• CONSIGNE 1
Répondez aux questions suivantes d'après l'extrait sur la périurbanisation autour de Caen :
(a) Quelle part minimale de la population ayant un emploi dans les communes de la couronne périurbaine continue de travailler dans la ville-centre ?
(b) Quel facteur contrarie l'aire d'influence régionale de la métropole caennaise ?
(c) Quelle est la hauteur du bâtiment de l'hôpital ?

• EXTRAIT DU TEXTE
━━━━━━━━━━━━━━━━━━━━

Au delà des grandes tours des quartiers, des usines et des centres commerciaux,
"y'a des champs, y'a plus rien". Rien hormis "des pavillons rectilignes / Où on pense à c'que pense la voisine / Où on passe les dimanches en famille / Où on fabrique du blanc fragile". Le manque de logements adaptés, les prix exorbitants de l'immobilier, le besoin de nature et la révolution des transports ont incité de nombreux citadins à s'installer dans les couronnes périurbaines dont l'extension spatiale se poursuit au gré des opportunités foncières. Cette périurbanisation entraîne donc un phénomène d'étalement urbain. Dans les zones pavillonnaires, les maisons sont construites en série suivant des plans identiques. Bien que parfois relativement éloignées de la ville-centre, les communes de la couronne péri-urbaines restent dépendantes de la ville-centre dans la mesure où au moins 40 % de la population ayant un emploi continue d'y travailler. En journée, les lotissements sont vidés d'une grande partie de leurs habitants partis au boulot "en ville". Le soir, ces derniers rentrent chez eux. Ces migrations pendulaires impriment donc des pulsations bien particulières au sein de l'aire urbaine.

* Métropole Caen la Mer.

La balade touche à sa fin. La concentration des populations et des activités diverses et spécialisées assurent à la métropole caennaise une aire d'influence régionale, contrariée cependant par la proximité de la capitale. Il n'empêche que de nombreux jeunes bas-normands ("les mecs de la fac") poursuivent leurs études à l'université de Caen. Les malades, quant à eux, se font soigner au CHU. "L'hôpital qu'on voit d'partout" est un bâtiment monstrueux de 83 mètres de haut construit avec autant de fantaisie que les immeubles staliniens moscovites de l'après-guerre.

━━━━━━━━━━━━━━━━━━━━

• DONNÉES DE L'EXERCICE

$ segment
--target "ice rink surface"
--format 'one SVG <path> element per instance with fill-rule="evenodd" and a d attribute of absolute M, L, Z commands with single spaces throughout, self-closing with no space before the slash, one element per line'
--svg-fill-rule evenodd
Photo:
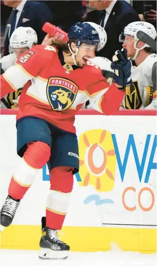
<path fill-rule="evenodd" d="M 0 249 L 0 265 L 5 266 L 156 266 L 157 254 L 111 250 L 70 252 L 64 260 L 42 260 L 39 251 Z"/>

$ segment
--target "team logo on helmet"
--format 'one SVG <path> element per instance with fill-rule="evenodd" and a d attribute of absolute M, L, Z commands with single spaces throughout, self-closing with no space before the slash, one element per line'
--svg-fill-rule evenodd
<path fill-rule="evenodd" d="M 47 95 L 52 110 L 62 111 L 69 108 L 75 101 L 78 90 L 78 86 L 67 78 L 50 77 Z"/>

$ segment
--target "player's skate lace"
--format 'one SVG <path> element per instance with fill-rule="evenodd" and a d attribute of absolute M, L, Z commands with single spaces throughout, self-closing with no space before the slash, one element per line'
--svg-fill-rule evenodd
<path fill-rule="evenodd" d="M 57 234 L 57 230 L 49 229 L 48 235 L 49 237 L 55 243 L 62 243 L 62 244 L 65 244 L 64 242 L 61 240 Z"/>
<path fill-rule="evenodd" d="M 19 202 L 17 202 L 12 199 L 8 198 L 3 208 L 1 215 L 8 215 L 13 218 L 15 215 L 19 204 Z"/>

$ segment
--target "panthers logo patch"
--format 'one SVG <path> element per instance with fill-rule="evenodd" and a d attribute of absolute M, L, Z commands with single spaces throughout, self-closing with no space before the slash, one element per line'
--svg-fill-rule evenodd
<path fill-rule="evenodd" d="M 62 111 L 69 108 L 75 99 L 78 86 L 67 78 L 50 77 L 47 96 L 53 111 Z"/>

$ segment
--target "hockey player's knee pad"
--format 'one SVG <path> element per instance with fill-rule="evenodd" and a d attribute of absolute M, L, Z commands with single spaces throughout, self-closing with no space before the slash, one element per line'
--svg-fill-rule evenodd
<path fill-rule="evenodd" d="M 50 172 L 51 190 L 58 190 L 64 193 L 71 192 L 73 186 L 73 168 L 57 166 Z"/>
<path fill-rule="evenodd" d="M 25 161 L 34 168 L 41 168 L 49 160 L 51 148 L 45 142 L 35 141 L 30 142 L 25 151 Z"/>

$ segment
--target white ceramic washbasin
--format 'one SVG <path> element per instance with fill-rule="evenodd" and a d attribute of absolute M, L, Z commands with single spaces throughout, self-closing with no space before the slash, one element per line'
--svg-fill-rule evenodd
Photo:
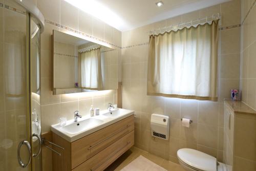
<path fill-rule="evenodd" d="M 134 111 L 123 109 L 118 109 L 109 112 L 100 111 L 100 115 L 91 117 L 89 115 L 78 118 L 78 121 L 74 119 L 67 121 L 64 126 L 59 124 L 52 125 L 51 130 L 53 132 L 69 142 L 75 141 L 113 123 L 134 114 Z"/>
<path fill-rule="evenodd" d="M 126 109 L 119 109 L 118 110 L 114 110 L 110 112 L 102 114 L 102 115 L 111 118 L 117 118 L 123 115 L 126 115 L 127 113 L 130 112 L 130 111 Z"/>
<path fill-rule="evenodd" d="M 77 134 L 98 125 L 103 122 L 102 120 L 90 118 L 80 122 L 74 122 L 69 125 L 63 126 L 62 129 L 70 134 Z"/>

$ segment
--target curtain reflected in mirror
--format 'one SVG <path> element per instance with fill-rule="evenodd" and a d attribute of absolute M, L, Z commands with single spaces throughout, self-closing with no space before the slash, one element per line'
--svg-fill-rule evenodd
<path fill-rule="evenodd" d="M 53 94 L 116 90 L 118 51 L 53 30 Z"/>
<path fill-rule="evenodd" d="M 100 48 L 88 49 L 79 53 L 78 76 L 81 88 L 84 89 L 102 89 Z"/>

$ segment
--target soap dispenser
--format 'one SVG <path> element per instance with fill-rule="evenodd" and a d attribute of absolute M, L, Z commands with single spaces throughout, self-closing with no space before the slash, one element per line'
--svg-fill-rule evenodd
<path fill-rule="evenodd" d="M 91 105 L 90 113 L 91 114 L 91 117 L 93 117 L 94 116 L 94 109 L 93 109 L 93 105 Z"/>

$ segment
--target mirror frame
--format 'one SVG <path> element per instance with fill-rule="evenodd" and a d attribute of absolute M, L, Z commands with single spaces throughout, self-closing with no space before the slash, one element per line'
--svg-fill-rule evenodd
<path fill-rule="evenodd" d="M 117 62 L 117 87 L 116 89 L 108 89 L 108 90 L 92 90 L 81 89 L 80 88 L 54 88 L 54 31 L 58 31 L 61 32 L 62 33 L 67 34 L 69 35 L 74 36 L 77 38 L 79 38 L 89 41 L 91 41 L 93 43 L 98 44 L 100 46 L 103 46 L 105 47 L 113 49 L 113 50 L 116 50 L 118 52 L 118 62 Z M 103 41 L 94 37 L 89 36 L 87 34 L 82 33 L 81 32 L 76 32 L 75 31 L 68 31 L 64 29 L 61 29 L 61 30 L 57 30 L 53 29 L 52 35 L 52 62 L 53 62 L 53 72 L 52 72 L 52 90 L 53 95 L 61 95 L 61 94 L 68 94 L 72 93 L 83 93 L 83 92 L 90 92 L 94 91 L 104 91 L 109 90 L 118 90 L 118 84 L 119 84 L 119 48 L 115 46 L 113 44 L 108 44 L 105 41 Z M 65 91 L 70 91 L 70 93 L 66 93 Z M 63 93 L 63 91 L 65 93 Z"/>

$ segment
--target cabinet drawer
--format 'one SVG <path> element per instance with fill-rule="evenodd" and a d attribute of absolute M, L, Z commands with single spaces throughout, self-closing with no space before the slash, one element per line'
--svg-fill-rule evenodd
<path fill-rule="evenodd" d="M 134 131 L 126 134 L 72 171 L 103 170 L 134 144 Z"/>
<path fill-rule="evenodd" d="M 87 161 L 134 130 L 133 115 L 71 143 L 72 168 Z"/>

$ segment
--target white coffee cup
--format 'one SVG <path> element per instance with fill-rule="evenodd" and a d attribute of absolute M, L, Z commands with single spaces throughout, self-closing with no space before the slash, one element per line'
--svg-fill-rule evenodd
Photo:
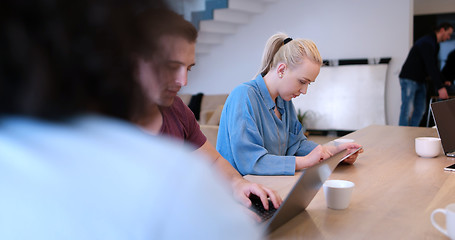
<path fill-rule="evenodd" d="M 434 215 L 436 213 L 443 213 L 446 215 L 446 229 L 442 228 L 435 220 Z M 444 233 L 450 239 L 455 239 L 455 203 L 447 205 L 446 208 L 435 209 L 431 213 L 431 223 L 440 232 Z"/>
<path fill-rule="evenodd" d="M 345 209 L 351 201 L 355 184 L 346 180 L 327 180 L 323 185 L 327 207 Z"/>
<path fill-rule="evenodd" d="M 441 152 L 441 139 L 436 137 L 418 137 L 415 139 L 417 155 L 432 158 Z"/>

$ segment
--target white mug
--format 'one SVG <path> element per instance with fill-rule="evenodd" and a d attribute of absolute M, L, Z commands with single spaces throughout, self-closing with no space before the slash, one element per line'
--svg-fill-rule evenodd
<path fill-rule="evenodd" d="M 442 228 L 435 220 L 436 213 L 446 215 L 446 229 Z M 455 239 L 455 203 L 447 205 L 446 208 L 438 208 L 431 213 L 431 223 L 440 232 L 444 233 L 450 239 Z"/>
<path fill-rule="evenodd" d="M 418 137 L 415 139 L 417 155 L 425 158 L 432 158 L 441 152 L 441 139 L 435 137 Z"/>
<path fill-rule="evenodd" d="M 355 184 L 346 180 L 327 180 L 323 185 L 327 207 L 345 209 L 351 201 Z"/>

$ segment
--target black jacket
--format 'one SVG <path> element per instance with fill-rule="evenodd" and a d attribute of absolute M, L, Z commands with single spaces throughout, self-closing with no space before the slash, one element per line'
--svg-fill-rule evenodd
<path fill-rule="evenodd" d="M 438 67 L 438 53 L 439 43 L 436 34 L 420 38 L 409 51 L 401 68 L 400 78 L 423 83 L 430 77 L 435 90 L 442 88 L 444 81 Z"/>

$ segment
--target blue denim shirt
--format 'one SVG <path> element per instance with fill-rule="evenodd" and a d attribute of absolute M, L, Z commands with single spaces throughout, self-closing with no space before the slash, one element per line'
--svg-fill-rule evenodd
<path fill-rule="evenodd" d="M 278 96 L 275 105 L 262 76 L 229 94 L 216 149 L 242 175 L 294 175 L 295 156 L 305 156 L 317 145 L 303 134 L 292 101 Z"/>

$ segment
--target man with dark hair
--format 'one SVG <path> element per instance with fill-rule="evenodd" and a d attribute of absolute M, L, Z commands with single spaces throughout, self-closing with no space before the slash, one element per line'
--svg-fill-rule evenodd
<path fill-rule="evenodd" d="M 207 141 L 194 114 L 177 96 L 180 88 L 187 84 L 188 71 L 195 65 L 197 31 L 194 26 L 176 13 L 156 10 L 141 13 L 139 22 L 145 33 L 139 46 L 159 51 L 152 55 L 147 51 L 135 53 L 138 78 L 149 100 L 148 113 L 139 116 L 136 122 L 149 133 L 174 137 L 207 155 L 229 181 L 234 196 L 245 206 L 251 206 L 249 197 L 254 194 L 261 198 L 266 209 L 268 198 L 278 208 L 282 201 L 280 196 L 244 179 Z"/>
<path fill-rule="evenodd" d="M 449 82 L 447 91 L 450 94 L 455 94 L 455 50 L 452 50 L 447 56 L 441 72 L 445 80 Z"/>
<path fill-rule="evenodd" d="M 425 113 L 427 99 L 427 78 L 431 79 L 440 99 L 447 99 L 441 72 L 438 67 L 439 43 L 450 39 L 453 26 L 449 23 L 438 25 L 432 34 L 417 40 L 409 51 L 400 72 L 401 112 L 400 126 L 419 126 Z"/>
<path fill-rule="evenodd" d="M 260 239 L 202 156 L 130 123 L 140 6 L 0 3 L 0 239 Z"/>

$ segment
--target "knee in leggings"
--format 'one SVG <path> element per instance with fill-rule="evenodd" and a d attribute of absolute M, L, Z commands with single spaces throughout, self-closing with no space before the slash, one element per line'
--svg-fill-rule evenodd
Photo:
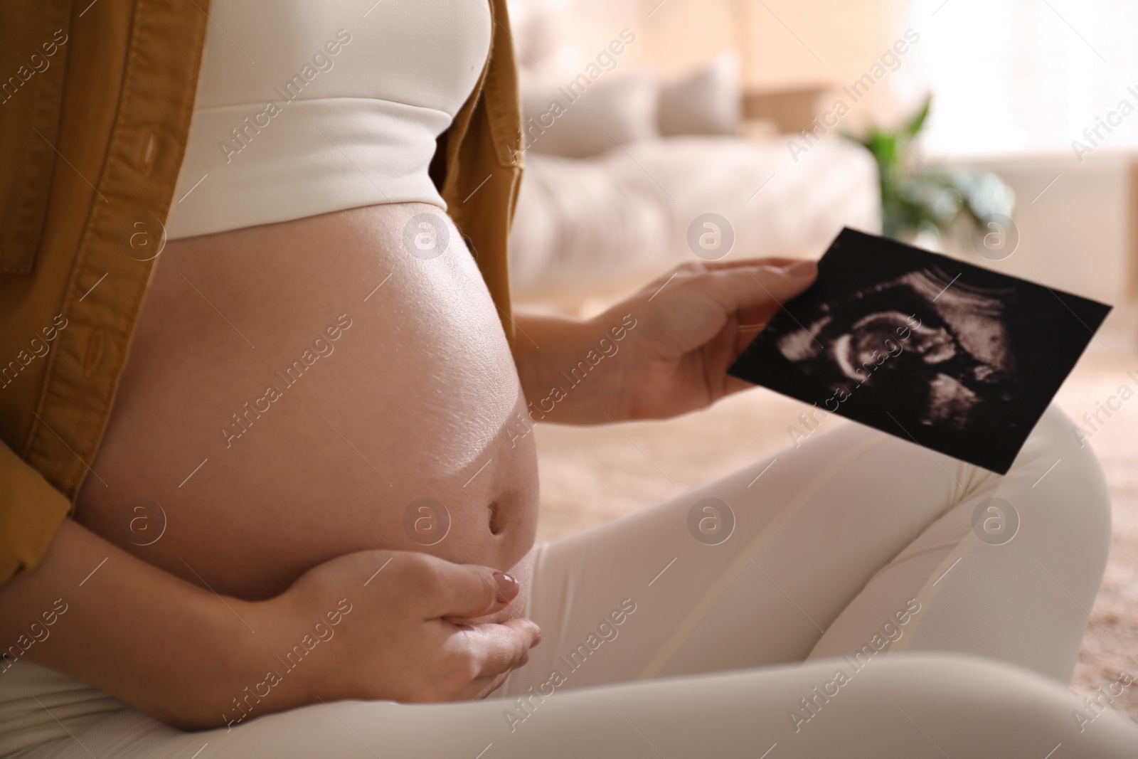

━━━━━━━━━━━━━━━━━━━━

• CONSIGNE 2
Relevez, dans les rangées, chaque ligne contenant la chaîne "white", en tenant compte de la casse.

• RÉPONSE COMPLÈTE 1
(a) Au moins 40 %.
(b) La proximité de la capitale.
(c) 83 mètres.

• RÉPONSE COMPLÈTE 2
--target white ceramic washbasin
--target white coffee cup
--target white mug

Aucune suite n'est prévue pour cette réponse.